Begin Records provided

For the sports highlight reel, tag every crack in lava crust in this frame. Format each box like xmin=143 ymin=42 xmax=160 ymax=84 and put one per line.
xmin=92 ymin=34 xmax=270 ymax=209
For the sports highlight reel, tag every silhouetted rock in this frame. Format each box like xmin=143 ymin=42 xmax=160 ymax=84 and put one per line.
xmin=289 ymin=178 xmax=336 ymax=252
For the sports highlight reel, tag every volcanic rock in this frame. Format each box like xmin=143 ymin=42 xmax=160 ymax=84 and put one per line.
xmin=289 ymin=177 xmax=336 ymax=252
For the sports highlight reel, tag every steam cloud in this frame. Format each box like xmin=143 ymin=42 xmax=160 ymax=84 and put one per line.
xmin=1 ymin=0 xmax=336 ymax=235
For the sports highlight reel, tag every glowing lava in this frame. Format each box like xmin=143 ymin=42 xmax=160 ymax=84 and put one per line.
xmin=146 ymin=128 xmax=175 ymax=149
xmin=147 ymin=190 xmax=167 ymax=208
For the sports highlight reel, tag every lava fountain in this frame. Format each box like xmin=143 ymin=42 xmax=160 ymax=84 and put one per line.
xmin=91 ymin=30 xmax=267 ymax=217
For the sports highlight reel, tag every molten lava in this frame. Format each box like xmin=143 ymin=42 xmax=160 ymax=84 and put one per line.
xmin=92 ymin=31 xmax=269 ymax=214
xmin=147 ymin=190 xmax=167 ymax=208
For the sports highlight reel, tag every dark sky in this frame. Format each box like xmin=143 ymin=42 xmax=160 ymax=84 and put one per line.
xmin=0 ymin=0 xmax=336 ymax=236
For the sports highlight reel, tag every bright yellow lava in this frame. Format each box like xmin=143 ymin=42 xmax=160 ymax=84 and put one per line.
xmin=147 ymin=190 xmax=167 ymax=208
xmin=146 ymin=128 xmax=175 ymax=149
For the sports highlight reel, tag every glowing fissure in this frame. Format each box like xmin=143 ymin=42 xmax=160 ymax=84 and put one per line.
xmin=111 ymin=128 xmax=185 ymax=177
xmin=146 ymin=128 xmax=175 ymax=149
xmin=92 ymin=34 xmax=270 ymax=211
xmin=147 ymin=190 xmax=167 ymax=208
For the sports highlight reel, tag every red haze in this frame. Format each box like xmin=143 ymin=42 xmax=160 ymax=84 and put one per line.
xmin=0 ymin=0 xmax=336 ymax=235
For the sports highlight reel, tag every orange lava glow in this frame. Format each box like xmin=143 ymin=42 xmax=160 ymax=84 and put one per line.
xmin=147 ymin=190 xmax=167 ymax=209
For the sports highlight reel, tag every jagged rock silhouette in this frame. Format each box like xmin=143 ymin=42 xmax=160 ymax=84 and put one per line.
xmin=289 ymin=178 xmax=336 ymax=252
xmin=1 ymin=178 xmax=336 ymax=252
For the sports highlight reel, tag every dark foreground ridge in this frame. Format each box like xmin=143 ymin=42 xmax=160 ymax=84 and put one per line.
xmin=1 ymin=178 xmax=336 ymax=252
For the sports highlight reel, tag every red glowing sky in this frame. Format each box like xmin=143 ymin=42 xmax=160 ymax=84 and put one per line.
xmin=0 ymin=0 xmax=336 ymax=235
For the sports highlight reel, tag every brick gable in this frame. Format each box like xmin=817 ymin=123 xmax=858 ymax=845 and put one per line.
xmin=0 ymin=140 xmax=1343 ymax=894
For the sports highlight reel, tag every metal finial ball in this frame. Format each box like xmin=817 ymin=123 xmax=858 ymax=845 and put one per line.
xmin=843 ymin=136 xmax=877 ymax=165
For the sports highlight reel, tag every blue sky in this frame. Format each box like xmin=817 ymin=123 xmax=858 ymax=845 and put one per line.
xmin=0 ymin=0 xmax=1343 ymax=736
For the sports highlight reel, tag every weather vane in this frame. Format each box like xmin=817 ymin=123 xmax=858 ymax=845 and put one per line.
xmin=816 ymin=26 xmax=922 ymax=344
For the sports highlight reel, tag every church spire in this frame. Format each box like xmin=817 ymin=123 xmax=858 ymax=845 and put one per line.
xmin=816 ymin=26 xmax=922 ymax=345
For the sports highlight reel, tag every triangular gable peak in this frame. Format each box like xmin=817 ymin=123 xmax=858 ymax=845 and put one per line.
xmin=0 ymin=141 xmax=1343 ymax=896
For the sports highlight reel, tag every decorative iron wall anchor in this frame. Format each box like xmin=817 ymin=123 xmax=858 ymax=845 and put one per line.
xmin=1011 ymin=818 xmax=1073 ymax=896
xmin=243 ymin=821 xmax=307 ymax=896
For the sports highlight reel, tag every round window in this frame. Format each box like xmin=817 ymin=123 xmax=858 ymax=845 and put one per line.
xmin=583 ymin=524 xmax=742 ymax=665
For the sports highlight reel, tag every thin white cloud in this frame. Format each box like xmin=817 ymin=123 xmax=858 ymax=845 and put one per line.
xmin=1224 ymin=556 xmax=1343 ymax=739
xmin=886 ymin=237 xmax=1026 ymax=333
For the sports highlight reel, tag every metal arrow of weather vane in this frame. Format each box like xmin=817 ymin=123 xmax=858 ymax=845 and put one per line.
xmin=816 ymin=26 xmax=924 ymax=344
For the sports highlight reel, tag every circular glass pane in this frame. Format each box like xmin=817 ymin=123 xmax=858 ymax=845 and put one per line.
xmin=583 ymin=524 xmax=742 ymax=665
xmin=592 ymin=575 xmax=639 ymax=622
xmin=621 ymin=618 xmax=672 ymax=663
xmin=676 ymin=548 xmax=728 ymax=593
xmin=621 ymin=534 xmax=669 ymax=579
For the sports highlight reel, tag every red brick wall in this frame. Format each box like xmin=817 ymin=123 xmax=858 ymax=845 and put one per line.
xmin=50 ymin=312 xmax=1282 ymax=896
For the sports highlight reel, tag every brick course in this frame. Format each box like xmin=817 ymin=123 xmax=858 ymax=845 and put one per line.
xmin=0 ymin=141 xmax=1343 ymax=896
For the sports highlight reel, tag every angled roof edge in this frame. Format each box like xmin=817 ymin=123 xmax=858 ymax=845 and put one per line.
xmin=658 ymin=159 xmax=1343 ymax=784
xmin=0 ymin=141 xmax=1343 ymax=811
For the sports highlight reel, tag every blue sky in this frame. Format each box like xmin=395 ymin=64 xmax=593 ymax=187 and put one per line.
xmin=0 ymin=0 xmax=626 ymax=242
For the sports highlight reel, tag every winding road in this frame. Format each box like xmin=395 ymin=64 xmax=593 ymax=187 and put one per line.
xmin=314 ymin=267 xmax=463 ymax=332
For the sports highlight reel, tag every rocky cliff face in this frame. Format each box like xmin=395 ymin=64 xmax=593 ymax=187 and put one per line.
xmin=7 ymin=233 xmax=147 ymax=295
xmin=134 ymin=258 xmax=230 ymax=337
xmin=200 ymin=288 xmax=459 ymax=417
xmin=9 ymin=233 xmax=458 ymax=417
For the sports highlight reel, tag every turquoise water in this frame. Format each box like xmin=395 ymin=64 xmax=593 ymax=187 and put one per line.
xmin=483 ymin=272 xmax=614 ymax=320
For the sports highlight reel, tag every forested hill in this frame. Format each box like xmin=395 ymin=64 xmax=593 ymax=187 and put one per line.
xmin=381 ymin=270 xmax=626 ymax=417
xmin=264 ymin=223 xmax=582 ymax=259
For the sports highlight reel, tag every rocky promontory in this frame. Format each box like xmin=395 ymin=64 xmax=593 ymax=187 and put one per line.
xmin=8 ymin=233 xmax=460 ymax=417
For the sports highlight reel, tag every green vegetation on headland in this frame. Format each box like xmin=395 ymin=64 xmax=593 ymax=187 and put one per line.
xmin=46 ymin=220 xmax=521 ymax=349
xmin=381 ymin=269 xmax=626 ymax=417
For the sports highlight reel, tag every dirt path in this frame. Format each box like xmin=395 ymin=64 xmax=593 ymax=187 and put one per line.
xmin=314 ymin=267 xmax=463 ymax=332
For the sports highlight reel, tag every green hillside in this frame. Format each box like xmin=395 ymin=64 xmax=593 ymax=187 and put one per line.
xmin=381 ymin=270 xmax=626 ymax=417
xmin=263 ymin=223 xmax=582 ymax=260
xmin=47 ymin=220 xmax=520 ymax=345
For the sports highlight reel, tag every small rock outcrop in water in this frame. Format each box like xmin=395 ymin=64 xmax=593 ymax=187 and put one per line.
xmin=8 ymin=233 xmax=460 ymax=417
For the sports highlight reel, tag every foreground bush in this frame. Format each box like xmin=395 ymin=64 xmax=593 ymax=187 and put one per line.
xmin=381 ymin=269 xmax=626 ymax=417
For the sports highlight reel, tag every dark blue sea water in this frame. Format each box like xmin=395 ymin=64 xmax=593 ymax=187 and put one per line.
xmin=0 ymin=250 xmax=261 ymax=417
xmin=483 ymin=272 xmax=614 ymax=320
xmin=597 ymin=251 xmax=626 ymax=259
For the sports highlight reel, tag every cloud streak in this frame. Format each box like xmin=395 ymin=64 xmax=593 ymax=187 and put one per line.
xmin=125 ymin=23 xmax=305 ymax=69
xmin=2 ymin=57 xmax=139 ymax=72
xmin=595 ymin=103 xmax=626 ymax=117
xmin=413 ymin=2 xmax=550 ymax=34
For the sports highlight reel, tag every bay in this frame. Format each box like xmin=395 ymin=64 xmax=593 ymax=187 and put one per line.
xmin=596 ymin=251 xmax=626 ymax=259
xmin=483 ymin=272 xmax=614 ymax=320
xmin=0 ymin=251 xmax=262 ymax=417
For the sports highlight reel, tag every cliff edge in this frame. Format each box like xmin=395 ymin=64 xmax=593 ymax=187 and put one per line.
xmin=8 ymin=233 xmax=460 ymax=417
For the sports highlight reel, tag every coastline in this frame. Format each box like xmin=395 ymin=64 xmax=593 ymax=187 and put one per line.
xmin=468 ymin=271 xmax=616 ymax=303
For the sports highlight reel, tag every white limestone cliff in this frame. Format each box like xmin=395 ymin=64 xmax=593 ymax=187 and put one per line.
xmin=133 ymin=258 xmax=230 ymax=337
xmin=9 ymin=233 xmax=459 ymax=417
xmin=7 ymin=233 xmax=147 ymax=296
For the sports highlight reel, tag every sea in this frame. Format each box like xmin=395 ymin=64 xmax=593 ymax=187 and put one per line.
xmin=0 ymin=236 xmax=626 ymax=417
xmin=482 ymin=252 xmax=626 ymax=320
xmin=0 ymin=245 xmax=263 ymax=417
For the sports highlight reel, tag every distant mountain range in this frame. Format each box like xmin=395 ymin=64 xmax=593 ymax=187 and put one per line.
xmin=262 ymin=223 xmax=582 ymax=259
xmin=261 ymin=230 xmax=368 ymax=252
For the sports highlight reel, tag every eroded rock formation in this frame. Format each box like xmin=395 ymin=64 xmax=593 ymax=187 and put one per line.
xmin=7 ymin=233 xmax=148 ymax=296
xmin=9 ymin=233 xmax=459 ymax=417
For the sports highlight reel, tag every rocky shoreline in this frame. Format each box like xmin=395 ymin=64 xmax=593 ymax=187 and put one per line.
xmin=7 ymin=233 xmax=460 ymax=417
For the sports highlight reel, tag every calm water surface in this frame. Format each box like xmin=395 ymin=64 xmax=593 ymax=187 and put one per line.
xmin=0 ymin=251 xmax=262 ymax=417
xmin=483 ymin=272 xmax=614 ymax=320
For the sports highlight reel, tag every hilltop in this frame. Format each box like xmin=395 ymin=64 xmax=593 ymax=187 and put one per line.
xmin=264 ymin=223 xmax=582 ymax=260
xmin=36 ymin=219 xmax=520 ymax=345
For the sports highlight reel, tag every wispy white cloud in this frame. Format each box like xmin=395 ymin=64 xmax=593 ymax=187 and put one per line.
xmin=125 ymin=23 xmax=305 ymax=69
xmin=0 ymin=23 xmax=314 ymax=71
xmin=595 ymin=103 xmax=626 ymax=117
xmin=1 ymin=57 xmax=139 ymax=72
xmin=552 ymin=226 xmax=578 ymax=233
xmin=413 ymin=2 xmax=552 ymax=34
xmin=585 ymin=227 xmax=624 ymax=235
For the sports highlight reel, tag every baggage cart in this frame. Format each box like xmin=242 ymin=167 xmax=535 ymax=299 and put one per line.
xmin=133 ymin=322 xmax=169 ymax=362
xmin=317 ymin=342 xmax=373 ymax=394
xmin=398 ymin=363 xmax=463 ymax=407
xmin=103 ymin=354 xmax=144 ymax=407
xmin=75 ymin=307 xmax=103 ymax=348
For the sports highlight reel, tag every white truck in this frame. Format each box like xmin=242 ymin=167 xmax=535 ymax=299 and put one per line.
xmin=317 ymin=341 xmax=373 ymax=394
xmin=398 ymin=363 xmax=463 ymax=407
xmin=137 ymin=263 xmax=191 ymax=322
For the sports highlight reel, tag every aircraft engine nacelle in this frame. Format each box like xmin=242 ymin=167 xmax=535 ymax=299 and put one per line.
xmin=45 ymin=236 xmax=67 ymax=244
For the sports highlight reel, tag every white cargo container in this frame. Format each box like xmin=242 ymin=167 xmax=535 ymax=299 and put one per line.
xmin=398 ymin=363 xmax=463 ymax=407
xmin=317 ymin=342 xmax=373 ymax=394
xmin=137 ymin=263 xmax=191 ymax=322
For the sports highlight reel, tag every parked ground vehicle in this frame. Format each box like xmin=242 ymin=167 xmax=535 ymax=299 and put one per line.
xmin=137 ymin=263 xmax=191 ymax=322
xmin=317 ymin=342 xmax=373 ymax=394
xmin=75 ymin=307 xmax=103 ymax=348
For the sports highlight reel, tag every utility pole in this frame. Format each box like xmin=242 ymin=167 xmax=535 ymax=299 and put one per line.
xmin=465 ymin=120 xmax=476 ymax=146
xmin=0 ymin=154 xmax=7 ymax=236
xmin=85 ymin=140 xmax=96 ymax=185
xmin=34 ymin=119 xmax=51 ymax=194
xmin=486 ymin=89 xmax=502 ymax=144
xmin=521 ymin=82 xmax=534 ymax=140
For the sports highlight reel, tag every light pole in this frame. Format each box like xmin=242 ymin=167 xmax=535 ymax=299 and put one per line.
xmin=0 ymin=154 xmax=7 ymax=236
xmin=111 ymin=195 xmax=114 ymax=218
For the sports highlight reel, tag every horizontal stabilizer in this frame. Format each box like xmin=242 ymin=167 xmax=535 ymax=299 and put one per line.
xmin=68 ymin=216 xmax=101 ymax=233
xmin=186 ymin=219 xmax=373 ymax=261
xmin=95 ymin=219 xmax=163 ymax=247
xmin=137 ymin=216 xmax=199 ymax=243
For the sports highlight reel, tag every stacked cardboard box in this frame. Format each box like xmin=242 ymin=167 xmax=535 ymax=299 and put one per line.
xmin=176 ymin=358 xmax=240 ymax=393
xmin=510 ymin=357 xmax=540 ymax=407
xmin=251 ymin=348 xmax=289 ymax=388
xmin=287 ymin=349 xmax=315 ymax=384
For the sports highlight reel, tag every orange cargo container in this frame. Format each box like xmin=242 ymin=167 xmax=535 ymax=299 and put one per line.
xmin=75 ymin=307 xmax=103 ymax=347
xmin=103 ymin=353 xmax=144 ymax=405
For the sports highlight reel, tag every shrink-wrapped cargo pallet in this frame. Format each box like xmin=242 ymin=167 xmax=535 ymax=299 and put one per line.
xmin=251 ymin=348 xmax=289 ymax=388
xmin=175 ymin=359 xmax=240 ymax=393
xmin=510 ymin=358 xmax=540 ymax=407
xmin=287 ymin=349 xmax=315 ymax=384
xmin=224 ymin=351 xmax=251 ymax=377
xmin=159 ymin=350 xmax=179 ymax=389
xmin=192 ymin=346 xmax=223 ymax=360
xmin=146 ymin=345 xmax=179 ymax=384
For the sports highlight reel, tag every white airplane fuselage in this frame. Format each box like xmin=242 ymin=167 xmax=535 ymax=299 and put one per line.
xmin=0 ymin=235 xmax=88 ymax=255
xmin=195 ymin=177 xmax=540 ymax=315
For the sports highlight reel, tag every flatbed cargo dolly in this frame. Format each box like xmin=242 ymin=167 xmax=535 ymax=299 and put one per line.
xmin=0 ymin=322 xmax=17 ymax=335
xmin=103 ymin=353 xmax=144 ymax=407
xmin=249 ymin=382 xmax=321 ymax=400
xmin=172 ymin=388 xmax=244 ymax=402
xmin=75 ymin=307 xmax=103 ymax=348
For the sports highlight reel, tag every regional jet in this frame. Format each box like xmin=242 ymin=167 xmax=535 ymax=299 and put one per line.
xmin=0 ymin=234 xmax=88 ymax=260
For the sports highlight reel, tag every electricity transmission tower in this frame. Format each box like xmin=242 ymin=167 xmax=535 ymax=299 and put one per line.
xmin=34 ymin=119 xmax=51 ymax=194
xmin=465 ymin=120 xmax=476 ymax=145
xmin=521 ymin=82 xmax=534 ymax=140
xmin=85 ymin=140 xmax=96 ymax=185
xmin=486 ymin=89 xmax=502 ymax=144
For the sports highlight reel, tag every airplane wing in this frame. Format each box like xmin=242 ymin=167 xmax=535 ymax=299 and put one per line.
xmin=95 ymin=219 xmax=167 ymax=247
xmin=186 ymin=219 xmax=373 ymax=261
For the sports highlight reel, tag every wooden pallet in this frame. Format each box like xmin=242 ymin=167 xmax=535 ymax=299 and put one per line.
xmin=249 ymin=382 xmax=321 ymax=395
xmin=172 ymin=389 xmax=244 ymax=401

End Records provided

→ Task instructions
Identify every line in the listing that contains the word "gable", and copy each one out in full.

→ Full output
For the sports highlight reel, tag every brick gable in this frame. Format each box like xmin=817 ymin=123 xmax=858 ymax=845 and put one per line.
For the sports highlight reel, tag every triangular gable peak in this frame. Format each box like xmin=817 ymin=123 xmax=858 ymax=845 and put one per line.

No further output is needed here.